Exercise |
List every line of the material below that contains the word "using". Case counts, so match the word only when its capitalization is identical.

Pointing and labeling entries:
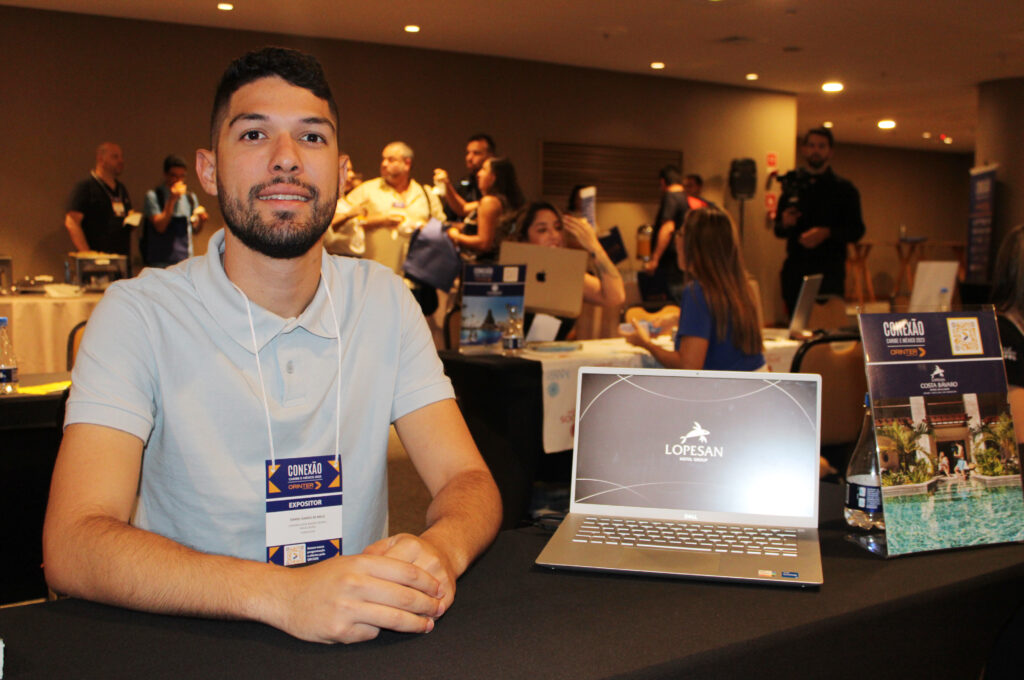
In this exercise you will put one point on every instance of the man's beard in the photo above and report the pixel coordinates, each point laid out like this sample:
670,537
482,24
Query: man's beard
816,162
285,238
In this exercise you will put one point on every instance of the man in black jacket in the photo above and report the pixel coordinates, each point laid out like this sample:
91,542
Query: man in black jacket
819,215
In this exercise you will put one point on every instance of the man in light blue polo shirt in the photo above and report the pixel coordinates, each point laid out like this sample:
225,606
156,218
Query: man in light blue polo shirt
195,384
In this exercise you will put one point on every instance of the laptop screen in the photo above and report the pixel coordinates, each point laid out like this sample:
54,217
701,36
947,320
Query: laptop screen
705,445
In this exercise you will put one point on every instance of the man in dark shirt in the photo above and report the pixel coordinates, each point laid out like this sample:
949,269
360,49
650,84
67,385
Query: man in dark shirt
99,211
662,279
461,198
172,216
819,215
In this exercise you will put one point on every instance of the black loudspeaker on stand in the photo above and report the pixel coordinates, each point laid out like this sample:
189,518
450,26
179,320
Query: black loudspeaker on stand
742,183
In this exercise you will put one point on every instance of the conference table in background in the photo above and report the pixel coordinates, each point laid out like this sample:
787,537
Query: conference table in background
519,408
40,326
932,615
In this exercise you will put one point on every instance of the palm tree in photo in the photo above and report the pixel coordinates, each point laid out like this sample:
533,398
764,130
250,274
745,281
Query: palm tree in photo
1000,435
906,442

==

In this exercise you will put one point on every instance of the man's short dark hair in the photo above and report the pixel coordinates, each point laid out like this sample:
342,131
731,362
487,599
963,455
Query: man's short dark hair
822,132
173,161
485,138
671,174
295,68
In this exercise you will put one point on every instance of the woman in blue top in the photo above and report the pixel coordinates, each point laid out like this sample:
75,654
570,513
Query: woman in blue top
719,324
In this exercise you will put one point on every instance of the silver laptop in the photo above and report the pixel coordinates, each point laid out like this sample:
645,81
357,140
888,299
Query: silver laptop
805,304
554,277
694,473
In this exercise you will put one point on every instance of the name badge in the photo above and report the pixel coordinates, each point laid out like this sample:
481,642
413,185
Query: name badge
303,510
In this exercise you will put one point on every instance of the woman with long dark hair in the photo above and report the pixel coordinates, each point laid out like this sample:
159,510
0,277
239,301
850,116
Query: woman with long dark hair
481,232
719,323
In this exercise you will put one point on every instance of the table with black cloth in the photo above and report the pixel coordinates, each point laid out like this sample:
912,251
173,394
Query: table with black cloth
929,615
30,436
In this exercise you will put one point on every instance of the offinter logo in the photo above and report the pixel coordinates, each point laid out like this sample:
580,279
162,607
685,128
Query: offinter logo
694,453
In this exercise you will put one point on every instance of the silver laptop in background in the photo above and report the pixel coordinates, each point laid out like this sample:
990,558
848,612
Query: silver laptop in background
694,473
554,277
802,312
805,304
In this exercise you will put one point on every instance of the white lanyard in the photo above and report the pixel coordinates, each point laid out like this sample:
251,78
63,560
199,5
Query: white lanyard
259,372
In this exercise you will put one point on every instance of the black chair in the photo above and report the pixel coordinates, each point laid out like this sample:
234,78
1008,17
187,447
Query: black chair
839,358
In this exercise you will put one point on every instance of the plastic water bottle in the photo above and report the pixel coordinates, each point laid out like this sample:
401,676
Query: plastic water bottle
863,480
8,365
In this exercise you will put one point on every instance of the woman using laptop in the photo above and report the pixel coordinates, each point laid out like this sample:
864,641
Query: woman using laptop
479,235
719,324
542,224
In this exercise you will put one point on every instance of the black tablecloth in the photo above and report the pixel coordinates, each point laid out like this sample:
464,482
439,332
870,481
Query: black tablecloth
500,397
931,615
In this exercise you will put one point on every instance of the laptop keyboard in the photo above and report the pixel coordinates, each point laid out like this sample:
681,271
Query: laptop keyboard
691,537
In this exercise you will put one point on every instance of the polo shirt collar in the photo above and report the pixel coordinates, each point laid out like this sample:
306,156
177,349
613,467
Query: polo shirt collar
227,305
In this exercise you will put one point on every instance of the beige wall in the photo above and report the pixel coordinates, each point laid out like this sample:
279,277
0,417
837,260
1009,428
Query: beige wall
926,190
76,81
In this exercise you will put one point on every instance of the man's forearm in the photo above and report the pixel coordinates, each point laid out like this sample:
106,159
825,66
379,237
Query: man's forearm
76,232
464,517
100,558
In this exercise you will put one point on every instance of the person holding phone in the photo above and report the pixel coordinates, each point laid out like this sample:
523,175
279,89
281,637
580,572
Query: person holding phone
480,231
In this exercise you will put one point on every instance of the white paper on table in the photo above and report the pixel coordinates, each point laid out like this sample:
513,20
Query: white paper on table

Right answer |
In this exercise you will put one point on every instance of the woman using laptop in the photo above and report the pixel coordinates, each point laid out like this sample:
Query: woman using laptop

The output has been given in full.